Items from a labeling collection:
** Start **

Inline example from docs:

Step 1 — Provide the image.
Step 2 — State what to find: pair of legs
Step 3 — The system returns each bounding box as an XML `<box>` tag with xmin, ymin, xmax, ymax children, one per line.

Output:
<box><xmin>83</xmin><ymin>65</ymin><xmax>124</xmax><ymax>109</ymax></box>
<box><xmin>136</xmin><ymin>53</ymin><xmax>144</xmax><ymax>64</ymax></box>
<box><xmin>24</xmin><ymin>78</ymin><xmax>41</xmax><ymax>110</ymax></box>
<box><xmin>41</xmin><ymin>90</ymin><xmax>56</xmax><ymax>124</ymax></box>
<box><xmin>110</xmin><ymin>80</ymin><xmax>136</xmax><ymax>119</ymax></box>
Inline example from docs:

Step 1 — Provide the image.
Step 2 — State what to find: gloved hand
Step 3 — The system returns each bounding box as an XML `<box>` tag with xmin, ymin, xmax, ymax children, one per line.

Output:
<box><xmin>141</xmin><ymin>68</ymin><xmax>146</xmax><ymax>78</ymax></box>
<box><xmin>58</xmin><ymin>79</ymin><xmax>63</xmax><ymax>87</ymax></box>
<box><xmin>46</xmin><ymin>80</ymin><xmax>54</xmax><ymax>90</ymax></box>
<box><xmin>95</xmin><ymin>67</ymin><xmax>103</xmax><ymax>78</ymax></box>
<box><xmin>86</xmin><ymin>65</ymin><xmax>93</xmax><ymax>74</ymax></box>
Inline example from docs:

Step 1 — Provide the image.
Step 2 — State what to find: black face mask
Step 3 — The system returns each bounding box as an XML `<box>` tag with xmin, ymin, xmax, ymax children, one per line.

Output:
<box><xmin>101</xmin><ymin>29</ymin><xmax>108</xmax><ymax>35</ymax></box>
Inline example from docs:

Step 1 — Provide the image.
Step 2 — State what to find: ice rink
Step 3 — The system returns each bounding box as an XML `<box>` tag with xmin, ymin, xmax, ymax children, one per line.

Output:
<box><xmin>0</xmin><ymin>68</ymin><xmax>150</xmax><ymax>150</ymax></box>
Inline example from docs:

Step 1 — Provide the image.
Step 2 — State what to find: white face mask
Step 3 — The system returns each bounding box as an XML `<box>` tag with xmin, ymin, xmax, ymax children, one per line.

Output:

** End **

Identify each line in the listing above that contains the string "State". Case counts, and every matching line should be copied in full.

:: Task output ::
Step 2 — State what to find: pair of legs
Step 2 — State what to find: gloved hand
Step 2 — State what to find: black face mask
Step 2 — State what to find: ice rink
Step 2 — State what to find: white face mask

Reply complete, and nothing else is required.